**Dataset extract:**
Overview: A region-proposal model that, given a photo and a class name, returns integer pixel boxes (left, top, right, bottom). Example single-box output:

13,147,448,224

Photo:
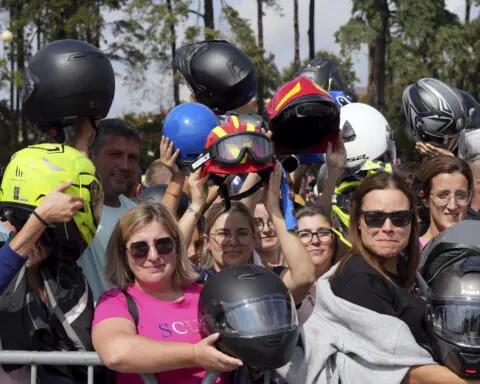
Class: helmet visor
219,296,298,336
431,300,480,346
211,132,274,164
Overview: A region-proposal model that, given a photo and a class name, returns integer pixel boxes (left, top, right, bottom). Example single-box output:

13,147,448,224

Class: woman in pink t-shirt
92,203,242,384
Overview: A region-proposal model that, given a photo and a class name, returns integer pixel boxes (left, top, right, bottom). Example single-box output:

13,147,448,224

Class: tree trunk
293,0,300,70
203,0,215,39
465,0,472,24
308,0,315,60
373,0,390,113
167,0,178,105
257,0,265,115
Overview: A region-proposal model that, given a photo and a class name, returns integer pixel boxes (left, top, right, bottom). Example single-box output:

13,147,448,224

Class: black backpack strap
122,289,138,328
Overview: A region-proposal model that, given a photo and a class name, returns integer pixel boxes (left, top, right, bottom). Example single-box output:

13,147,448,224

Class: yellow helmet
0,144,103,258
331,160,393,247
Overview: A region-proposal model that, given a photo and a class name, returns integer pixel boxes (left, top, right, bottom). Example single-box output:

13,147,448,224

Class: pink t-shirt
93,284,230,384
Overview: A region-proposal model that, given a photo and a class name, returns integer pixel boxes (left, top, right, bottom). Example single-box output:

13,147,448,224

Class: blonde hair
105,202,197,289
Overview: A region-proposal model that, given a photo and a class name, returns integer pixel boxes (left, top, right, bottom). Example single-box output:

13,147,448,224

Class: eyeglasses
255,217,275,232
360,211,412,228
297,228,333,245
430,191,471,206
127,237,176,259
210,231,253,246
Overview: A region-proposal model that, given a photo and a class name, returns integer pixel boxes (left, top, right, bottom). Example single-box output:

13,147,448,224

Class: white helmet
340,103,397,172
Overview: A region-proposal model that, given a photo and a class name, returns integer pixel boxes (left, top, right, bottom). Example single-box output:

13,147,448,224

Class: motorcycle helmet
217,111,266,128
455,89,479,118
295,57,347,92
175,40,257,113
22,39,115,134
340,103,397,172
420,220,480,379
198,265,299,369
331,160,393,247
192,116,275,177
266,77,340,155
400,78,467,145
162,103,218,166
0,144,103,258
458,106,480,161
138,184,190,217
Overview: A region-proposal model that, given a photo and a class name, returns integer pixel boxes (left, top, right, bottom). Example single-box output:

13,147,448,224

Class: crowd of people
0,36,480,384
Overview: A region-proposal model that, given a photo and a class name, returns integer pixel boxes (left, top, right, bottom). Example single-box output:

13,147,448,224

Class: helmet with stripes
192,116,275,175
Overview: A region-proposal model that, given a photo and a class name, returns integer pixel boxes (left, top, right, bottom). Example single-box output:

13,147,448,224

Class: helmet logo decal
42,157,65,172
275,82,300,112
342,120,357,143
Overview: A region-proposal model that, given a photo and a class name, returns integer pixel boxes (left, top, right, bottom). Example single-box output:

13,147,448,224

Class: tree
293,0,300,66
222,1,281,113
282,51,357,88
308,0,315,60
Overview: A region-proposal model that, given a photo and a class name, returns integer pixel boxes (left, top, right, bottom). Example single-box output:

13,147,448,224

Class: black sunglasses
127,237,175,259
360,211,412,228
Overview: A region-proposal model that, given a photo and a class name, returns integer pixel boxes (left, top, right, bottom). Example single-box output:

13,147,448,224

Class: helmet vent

...

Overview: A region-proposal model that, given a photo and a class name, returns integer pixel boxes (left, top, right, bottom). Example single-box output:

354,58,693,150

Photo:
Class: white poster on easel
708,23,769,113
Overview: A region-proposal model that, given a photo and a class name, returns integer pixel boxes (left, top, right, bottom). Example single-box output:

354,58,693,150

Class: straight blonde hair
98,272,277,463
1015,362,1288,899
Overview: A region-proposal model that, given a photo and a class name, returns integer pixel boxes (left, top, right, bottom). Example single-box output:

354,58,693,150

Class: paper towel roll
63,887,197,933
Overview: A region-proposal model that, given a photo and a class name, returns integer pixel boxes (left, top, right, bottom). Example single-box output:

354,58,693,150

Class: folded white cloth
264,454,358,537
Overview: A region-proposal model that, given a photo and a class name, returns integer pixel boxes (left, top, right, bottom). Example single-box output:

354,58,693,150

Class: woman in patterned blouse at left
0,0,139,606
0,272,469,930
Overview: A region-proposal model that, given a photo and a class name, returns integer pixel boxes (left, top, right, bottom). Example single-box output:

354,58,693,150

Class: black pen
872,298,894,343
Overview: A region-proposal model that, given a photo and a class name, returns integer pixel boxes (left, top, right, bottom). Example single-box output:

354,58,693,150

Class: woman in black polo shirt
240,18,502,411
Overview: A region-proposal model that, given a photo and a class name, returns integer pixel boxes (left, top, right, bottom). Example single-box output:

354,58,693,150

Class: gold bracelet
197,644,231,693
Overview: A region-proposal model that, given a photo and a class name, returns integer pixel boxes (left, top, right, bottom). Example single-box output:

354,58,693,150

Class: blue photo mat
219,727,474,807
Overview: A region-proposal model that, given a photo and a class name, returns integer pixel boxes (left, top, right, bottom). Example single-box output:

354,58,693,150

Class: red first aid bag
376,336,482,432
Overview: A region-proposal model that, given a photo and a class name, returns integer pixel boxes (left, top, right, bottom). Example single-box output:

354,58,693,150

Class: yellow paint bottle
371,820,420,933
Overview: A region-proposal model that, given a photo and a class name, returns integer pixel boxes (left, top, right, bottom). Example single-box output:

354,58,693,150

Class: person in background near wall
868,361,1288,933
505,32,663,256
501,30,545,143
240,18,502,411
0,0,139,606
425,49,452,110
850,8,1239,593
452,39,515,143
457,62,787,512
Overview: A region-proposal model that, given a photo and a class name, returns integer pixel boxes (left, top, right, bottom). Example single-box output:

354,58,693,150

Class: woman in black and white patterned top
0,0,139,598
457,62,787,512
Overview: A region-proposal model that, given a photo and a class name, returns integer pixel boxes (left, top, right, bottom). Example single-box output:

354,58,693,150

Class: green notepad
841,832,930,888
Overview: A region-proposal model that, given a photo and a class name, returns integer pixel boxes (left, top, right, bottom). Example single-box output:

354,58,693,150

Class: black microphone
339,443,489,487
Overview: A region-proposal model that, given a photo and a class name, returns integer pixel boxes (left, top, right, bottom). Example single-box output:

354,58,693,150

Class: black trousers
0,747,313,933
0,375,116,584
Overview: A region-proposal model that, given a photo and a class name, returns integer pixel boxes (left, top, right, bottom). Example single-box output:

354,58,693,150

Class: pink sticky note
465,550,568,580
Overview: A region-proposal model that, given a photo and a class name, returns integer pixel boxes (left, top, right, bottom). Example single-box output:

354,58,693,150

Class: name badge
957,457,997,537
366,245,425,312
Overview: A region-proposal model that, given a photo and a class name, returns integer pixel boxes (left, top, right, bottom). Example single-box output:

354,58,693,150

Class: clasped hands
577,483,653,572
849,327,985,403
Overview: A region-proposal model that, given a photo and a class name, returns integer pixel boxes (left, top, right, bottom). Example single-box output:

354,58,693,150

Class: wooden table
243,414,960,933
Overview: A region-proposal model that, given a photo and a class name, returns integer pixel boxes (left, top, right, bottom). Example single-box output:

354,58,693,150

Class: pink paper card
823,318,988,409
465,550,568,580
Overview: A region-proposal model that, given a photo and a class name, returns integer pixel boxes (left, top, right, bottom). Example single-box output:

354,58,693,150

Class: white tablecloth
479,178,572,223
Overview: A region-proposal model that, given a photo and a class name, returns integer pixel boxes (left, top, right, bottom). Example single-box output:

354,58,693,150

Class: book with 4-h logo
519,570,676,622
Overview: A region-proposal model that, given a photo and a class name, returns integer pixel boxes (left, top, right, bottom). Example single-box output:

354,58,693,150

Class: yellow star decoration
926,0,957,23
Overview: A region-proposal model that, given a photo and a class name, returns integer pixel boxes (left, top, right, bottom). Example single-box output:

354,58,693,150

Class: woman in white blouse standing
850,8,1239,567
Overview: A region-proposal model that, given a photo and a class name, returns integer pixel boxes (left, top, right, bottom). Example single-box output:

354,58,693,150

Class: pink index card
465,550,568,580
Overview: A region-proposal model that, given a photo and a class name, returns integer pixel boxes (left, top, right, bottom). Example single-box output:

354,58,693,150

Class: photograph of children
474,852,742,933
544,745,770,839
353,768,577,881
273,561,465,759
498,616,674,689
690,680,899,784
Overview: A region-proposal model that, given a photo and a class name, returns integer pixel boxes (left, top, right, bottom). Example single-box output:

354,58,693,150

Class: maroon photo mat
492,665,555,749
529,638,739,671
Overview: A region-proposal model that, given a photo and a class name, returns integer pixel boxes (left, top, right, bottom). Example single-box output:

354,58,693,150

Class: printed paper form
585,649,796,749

**Goal of the exercise:**
Collect every line in the records above that contains the word "black", copying each line unchanged.

**The solution:**
Class: black backpack strap
Class: black sunglasses
Class: black pen
Class: woman in black polo shirt
Class: woman in black and white patterned top
Class: black microphone
Class: black trousers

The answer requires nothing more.